--- SELECTED EXCERPT Enclosed Below ---

FIG. 16 shows a flowchart of an embodiment of the generalization logic. In step 1601 the generalization logic receives an input which indicates a set of specific pathways. In step 1602 the logic creates a reduced pathway from the set of specific pathways by removing connections which match connections of existing general pathways for existing categories. The aim is thus to prevent creation of redundant categories. In step 1603 the logic indexes the connections of the reduced pathways. In other words, the logic creates an indexed list of the connections, in order to be able to process each of the connections. In step 1604 the logic checks if there are unprocessed connections. If yes, the process continues to step 1605 in which the logic compares a selected connection with all other connections in the list, wherein the comparison comprises comparing the types and relations to the biochemical entity, while ignoring other fields, and creates similarity descriptors (data structures describing similarity) for connecting similar connections. In step 1606 the current (=already processed) connection is deleted from the indexed list and the process returns to step 1604.

--- End of Enclosed SELECTED EXCERPT ---

Continue the description of the generalization logic flowchart in FIG. 16, picking up after its last sentence.

--- RAW DATA Enclosed Below ---

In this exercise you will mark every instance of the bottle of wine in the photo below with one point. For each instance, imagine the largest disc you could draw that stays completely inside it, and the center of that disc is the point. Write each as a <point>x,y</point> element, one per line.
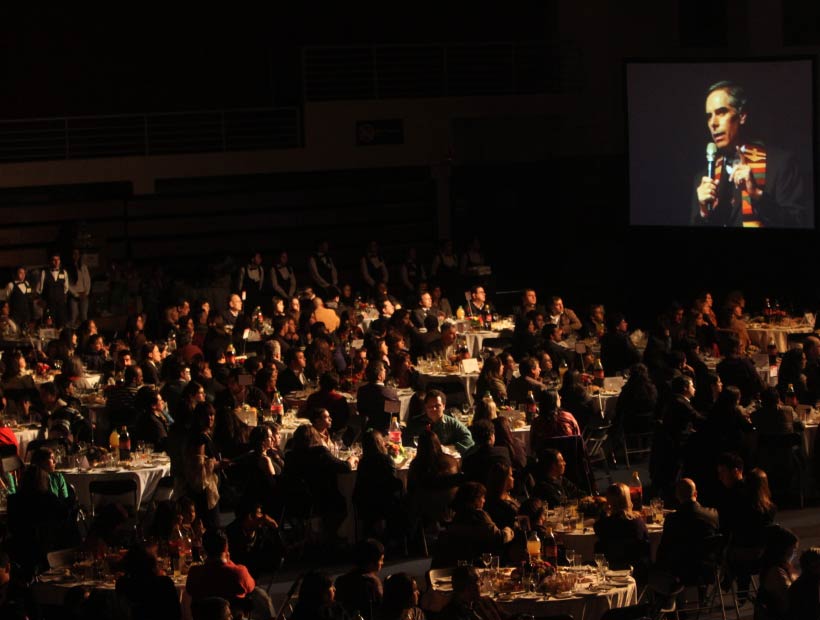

--- End of Enclosed RAW DATA ---

OUTPUT OF THE EXERCISE:
When all connections have been processed the logic proceeds to step 1607 in which the logic creates a new functional category for the different entities having a controller type connection to interactions whose similarity meets a predetermined criterion. The new pathway in the new functional category is a generalization of the interactions and connections having similarity descriptors. For example, in case of FIG. 12, the specific pathway 1004 has two similarity descriptors. One similarity descriptor is formed by connection M[x4]I[y], interaction I[y], substrate connection M[x4]I[z] and interaction I[z]. The other similarity descriptor is formed by connection M[x5]I[y], interaction I[y], product connection M[x5]I[z] and interaction I[z]. The similarity descriptors make it possible to generalize the interactions I[y] and I[z] to I[x] and substrate connections M[x4]I[y] and M[x4]I[z] to substrate connection M[x4]I[x] and product connections M[x5]I[y] and M[x5]I[z] to product connection M[x5]I[x] for a new general pathway of a new category Cg[C]. The new category Cg[C] acts as a controller to interaction I[x] the same way as biochemical entities M[x2] and M[x3] acts as controllers to interactions I[y] and I[z] respectively.

If full similarity is required, the new functional category is created only for interactions in which similar substrates are converted to similar products. If partial similarity is sufficient, the new functional category is created for interactions in which the combination of substrates and products differs in some respects.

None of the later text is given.